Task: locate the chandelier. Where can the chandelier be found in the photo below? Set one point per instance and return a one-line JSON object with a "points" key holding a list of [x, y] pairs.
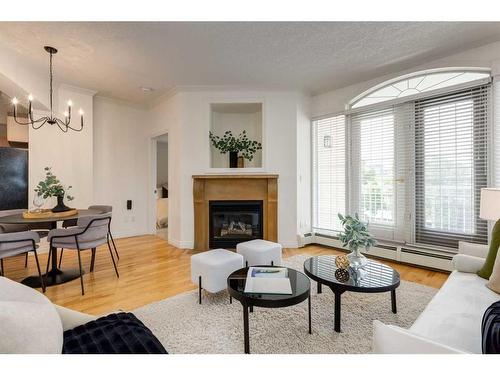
{"points": [[65, 124]]}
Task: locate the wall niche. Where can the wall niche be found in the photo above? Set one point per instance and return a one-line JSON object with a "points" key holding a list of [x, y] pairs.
{"points": [[236, 117]]}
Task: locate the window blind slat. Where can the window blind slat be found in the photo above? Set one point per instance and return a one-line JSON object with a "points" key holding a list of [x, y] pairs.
{"points": [[451, 164]]}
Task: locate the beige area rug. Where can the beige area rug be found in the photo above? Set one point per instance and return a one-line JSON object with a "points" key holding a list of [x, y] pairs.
{"points": [[184, 326]]}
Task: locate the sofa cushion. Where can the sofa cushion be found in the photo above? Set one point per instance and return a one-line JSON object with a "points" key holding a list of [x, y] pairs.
{"points": [[490, 329], [29, 323], [120, 333], [454, 315]]}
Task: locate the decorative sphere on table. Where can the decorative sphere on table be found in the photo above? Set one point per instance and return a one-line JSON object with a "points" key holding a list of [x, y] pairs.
{"points": [[341, 261]]}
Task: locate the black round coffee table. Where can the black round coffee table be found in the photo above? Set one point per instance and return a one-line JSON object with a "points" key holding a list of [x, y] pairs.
{"points": [[301, 288], [375, 277]]}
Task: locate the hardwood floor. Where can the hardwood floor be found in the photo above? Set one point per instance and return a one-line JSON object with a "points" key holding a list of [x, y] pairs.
{"points": [[151, 270]]}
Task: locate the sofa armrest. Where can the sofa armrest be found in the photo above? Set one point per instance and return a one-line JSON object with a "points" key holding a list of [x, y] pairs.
{"points": [[467, 263], [72, 318], [389, 339], [473, 249]]}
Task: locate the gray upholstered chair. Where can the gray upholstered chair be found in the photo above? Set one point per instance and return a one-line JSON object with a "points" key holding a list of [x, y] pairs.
{"points": [[12, 244], [90, 232], [102, 209]]}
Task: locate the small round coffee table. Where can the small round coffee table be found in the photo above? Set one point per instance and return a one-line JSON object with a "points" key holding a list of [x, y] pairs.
{"points": [[301, 288], [374, 278]]}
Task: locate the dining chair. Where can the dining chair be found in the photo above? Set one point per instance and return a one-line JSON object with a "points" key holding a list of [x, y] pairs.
{"points": [[90, 232], [12, 244]]}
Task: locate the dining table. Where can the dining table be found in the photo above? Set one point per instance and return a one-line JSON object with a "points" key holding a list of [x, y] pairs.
{"points": [[55, 275]]}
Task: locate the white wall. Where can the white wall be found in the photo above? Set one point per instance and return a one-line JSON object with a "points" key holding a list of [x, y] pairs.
{"points": [[237, 123], [333, 102], [161, 163], [167, 116], [186, 117], [121, 163]]}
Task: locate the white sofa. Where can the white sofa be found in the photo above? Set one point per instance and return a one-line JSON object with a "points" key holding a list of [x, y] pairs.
{"points": [[451, 322]]}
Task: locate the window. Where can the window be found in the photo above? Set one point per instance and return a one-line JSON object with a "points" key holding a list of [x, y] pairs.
{"points": [[417, 83], [451, 167], [329, 164]]}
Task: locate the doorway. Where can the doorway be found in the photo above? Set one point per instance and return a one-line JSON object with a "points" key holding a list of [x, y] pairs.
{"points": [[161, 186]]}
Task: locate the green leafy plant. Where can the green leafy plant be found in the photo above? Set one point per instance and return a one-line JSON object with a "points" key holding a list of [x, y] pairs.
{"points": [[51, 186], [241, 144], [355, 233]]}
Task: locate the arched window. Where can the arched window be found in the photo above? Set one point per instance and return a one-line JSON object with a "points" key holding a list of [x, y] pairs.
{"points": [[416, 83]]}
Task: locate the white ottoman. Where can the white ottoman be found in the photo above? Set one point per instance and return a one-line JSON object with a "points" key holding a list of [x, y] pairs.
{"points": [[260, 252], [210, 269]]}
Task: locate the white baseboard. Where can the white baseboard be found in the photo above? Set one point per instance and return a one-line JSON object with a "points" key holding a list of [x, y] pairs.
{"points": [[397, 253]]}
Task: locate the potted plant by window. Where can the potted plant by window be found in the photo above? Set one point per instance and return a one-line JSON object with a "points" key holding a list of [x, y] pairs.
{"points": [[355, 235], [238, 147], [52, 187]]}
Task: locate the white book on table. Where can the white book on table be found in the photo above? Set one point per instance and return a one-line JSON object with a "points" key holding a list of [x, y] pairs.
{"points": [[268, 280]]}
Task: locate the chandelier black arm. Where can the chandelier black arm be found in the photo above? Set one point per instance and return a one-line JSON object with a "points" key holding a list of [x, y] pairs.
{"points": [[62, 125]]}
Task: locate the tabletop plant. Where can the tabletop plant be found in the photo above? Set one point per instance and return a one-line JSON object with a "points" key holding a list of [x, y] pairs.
{"points": [[241, 144]]}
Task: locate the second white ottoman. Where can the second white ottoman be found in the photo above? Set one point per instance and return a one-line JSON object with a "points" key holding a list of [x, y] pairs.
{"points": [[211, 269], [260, 252]]}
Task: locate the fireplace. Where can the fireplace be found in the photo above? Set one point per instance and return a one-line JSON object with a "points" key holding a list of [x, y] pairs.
{"points": [[232, 222]]}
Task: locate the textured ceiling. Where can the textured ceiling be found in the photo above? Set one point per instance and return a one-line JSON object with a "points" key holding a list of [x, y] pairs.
{"points": [[117, 58]]}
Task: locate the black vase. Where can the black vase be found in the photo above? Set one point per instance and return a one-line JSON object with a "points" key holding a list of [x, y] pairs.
{"points": [[233, 159], [61, 207]]}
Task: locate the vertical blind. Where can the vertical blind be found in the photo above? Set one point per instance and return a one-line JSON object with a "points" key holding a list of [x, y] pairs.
{"points": [[451, 167], [329, 177]]}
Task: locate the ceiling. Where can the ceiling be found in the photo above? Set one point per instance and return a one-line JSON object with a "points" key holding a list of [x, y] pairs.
{"points": [[118, 58]]}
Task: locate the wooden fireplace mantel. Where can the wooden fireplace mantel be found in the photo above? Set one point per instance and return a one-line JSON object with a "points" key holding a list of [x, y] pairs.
{"points": [[234, 187]]}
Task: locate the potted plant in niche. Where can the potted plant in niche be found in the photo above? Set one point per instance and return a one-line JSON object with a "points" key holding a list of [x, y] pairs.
{"points": [[238, 147], [52, 187], [355, 235]]}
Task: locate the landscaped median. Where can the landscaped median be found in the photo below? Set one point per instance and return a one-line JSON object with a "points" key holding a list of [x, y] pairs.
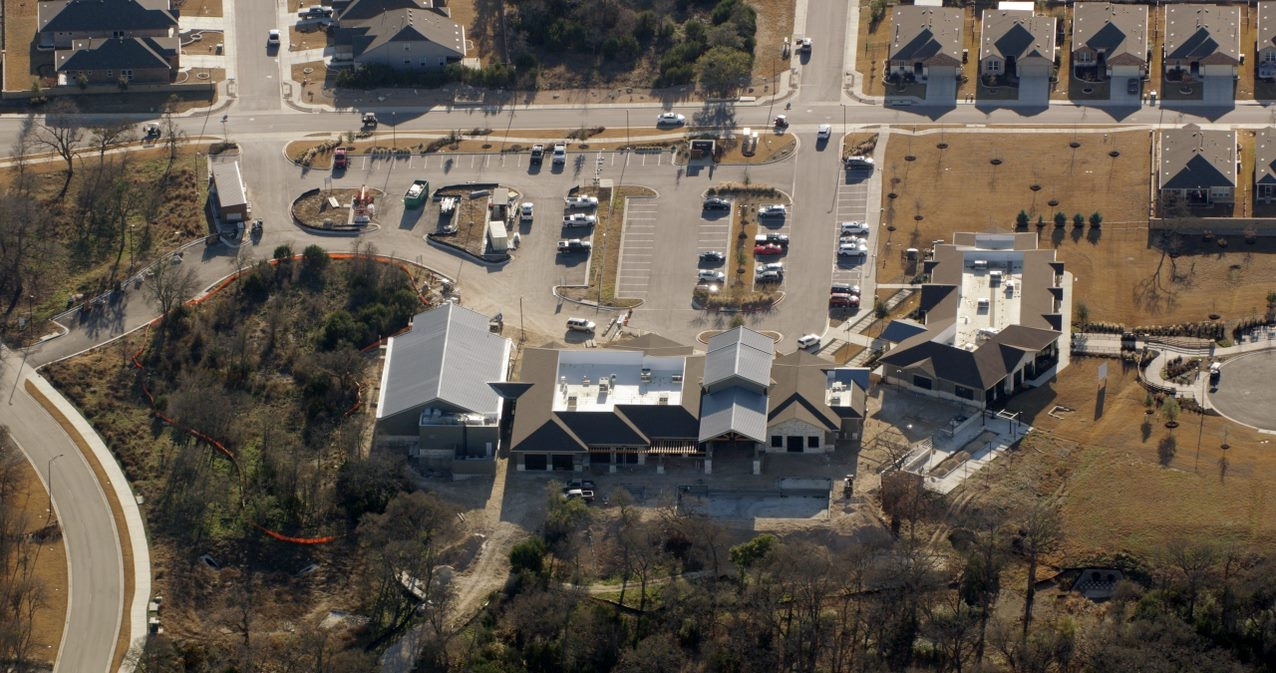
--- --- ---
#### WORK TASK
Without the images, print all of the lines above exactly.

#### RESULT OF THIS EXERCISE
Task: locate the chandelier. Where can the chandelier be found in the photo below? Set one point per instance and return a one-line JSON object with a "points" key holding a list of [x, y] pairs.
{"points": [[65, 124]]}
Task: locate the wall niche. Where can the wall niche be found in the photo above? Set one point per instance and return a one-line JSON object with a "points" key holding a list of [x, y] pairs.
{"points": [[236, 117]]}
Task: locate the window blind slat. Where can the window blind slat be found in the photo above? Set one point per instance and return a one-line JSON object with a "points" key holding a list of [x, y] pairs.
{"points": [[451, 164]]}
Task: locate the beige area rug. Where can the beige area rug be found in the photo above? Set one point per instance and return a one-line JSON object with a "points" key holding a list of [x, y] pairs.
{"points": [[184, 326]]}
Task: locate the sofa cushion. Where can the sofa cushion be found in the photo above? Set one point per instance and return a one-line JSON object with a "points" key holding a list of [x, y] pairs.
{"points": [[490, 329], [29, 323], [120, 333], [454, 315]]}
Task: locate the decorative sphere on table. Where can the decorative sphere on table be found in the photo above? Set one point per instance and return a one-line JSON object with a "points" key holding a list of [x, y] pairs.
{"points": [[341, 261]]}
Task: locate the black round coffee table. Where can the black round coffee table be found in the photo above? Set one point per instance and return a one-line JSON object with a "points" key holding a list of [x, y] pairs.
{"points": [[301, 288], [375, 277]]}
Task: locate the hardwood floor. Where can the hardwood floor be found in the photo above? Set one point per instance and return a one-line JSON object with a "points" key holding a list of [x, y] pairs.
{"points": [[151, 270]]}
Task: locate the sofa armrest. Where can the sofa armrest be found in the photo above? Set one point per instance and return a one-line JSON object with a "points" key holding a list of [x, y] pairs.
{"points": [[467, 263], [72, 318], [389, 339], [473, 249]]}
Task: locate the gray upholstered chair. Where can the gray upholstered chair be found in the photo above? Set one point per instance and return a one-line JSON object with a "points" key holding a list of [x, y] pairs.
{"points": [[12, 244], [90, 232], [102, 209]]}
Task: locate the small round coffee table. Where can the small round coffee table be found in the photo above? Set one point per instance and return a one-line JSON object with a "points" key holding a list of [x, y] pairs.
{"points": [[301, 288], [374, 278]]}
Task: locate the dining chair. Where can the dining chair be found in the photo above? Set one point per instance and return a one-line JSON object with a "points" key holding a list of [x, y] pairs.
{"points": [[90, 232], [12, 244]]}
Task: locate the dining table. Where can the dining table be found in the photo above? Set one point per instance and return a one-line JSON object with a "points" key holding a list of [x, y] pairs.
{"points": [[55, 275]]}
Task: locate the white wall. Where can the white wall be found in the photo above? Set one point per instance and return a one-line JSON object with a "points" key holding a list of [x, y] pairs.
{"points": [[237, 123], [333, 102], [161, 163], [167, 116], [186, 117], [121, 163]]}
Task: locate the white sofa. Where can the white sofa be found in the photo above? Set one point per instance and return a one-line JSON object with a "points" key holding a list of [x, y] pairs.
{"points": [[451, 322]]}
Task: locate the window. Where can the window be found in the photo above? Set one point per instance and return a one-line JSON object with a "points" key holding a list of [x, y] pairs.
{"points": [[417, 83], [451, 167], [329, 164]]}
Task: locate the doorway. Where can the doorway be found in the photo above? Set one point per instance and return a one-line JSON object with a "points" key holding a list of [x, y] pairs.
{"points": [[161, 186]]}
Task: locate the green leafy plant. Where can the green leafy plant be found in the photo above? Set one point per instance and return a one-line JSON object with a "points" key holding a list of [x, y] pairs.
{"points": [[51, 186], [241, 144], [355, 233]]}
Task: locate the arched window. Where can the arched window be found in the photo above? Set one point per instance and return a one-line JSON object with a "points" key holding a list of [x, y] pairs.
{"points": [[416, 83]]}
Task: locate the white ottoman. Where can the white ottoman be found in the photo above? Set one point per instance and return a one-line JSON object with a "points" key holding a list of [x, y] pairs.
{"points": [[260, 252], [210, 269]]}
Task: locate the white baseboard. Where can the white baseboard be found in the photo above? Set one point per instance and return a one-line JSON object with a "points" key holding a list of [x, y] pairs.
{"points": [[397, 253]]}
Task: locate the potted plant by window. Where can the potted plant by window be found in the photo above? Set one point per instance and return a one-line JSON object with a "points" key holding a list of [x, y] pairs.
{"points": [[355, 235], [238, 147], [52, 187]]}
Task: locate the white book on table. Where can the white book on table be found in the photo above? Set one point per instance and return a one-line JSON object with a "points" key holding a list of [x, y] pairs.
{"points": [[268, 280]]}
Task: locate the chandelier black arm. Where can the chandelier black arm be found in the photo above? Set one point per instance and return a one-line JSON object with a "points" key holding a list of [x, y] pairs.
{"points": [[62, 125]]}
Task: locate the tabletop plant. Where can the tabletop plant be found in the photo above? Set one point per instance and return a one-line JSON object with a "points" key holding a list of [x, y] pairs.
{"points": [[241, 144]]}
Task: locate the second white ottoman. Where can the second white ottoman be found in the photo above? Set one point per instance and return a one-line JSON object with a "points" key holding a list of [x, y] pairs.
{"points": [[211, 269], [260, 252]]}
Task: locate the fireplace. Where can the fireplace be found in the photo above? Set one point per instance and return a one-line JSON object with a "points" key holding a list of [x, y] pairs.
{"points": [[232, 222]]}
Task: locate the textured ceiling. Where can the textured ceiling be found in the photo above? Set one point per instance and return a one-line JSON object with a "points" key holding a list of [x, y] pairs.
{"points": [[117, 58]]}
Task: locate the black vase. Where can the black vase be found in the photo above? Set one point per instance and return a one-line JSON object with a "points" key holding a list of [x, y] pairs.
{"points": [[233, 159], [61, 207]]}
Task: locate the vertical blind. Where can the vertical blind be found in the photo above? Set one point per instance and return a one-line JSON object with a "points" key holding a list of [x, y] pairs.
{"points": [[451, 167], [329, 177]]}
Task: locate the ceiling. Where can the ceiling be found in the photo above? Set one point per instance and return a one-line JSON object with a "points" key holding a list of [x, y] pairs.
{"points": [[118, 58]]}
Task: locate the wooden fireplace mantel. Where can the wooden fireplace mantel be found in the photo above? Set one point per instance and return a one-line JSON object with a "points" key holding a list of [x, y] pairs.
{"points": [[234, 187]]}
Task: locate the potted plant in niche. Where can the potted plant in niche be found in the photo above? Set one point per instance and return a one-line JSON object with a "points" key holding a list of [x, y] pairs.
{"points": [[238, 147], [52, 187], [355, 235]]}
Task: locate the landscaped median. Where can the landscaped median be found in the photo below? Set one point per instance and return a one-line JSON object with a "points" key holding a list of [x, y] pairs.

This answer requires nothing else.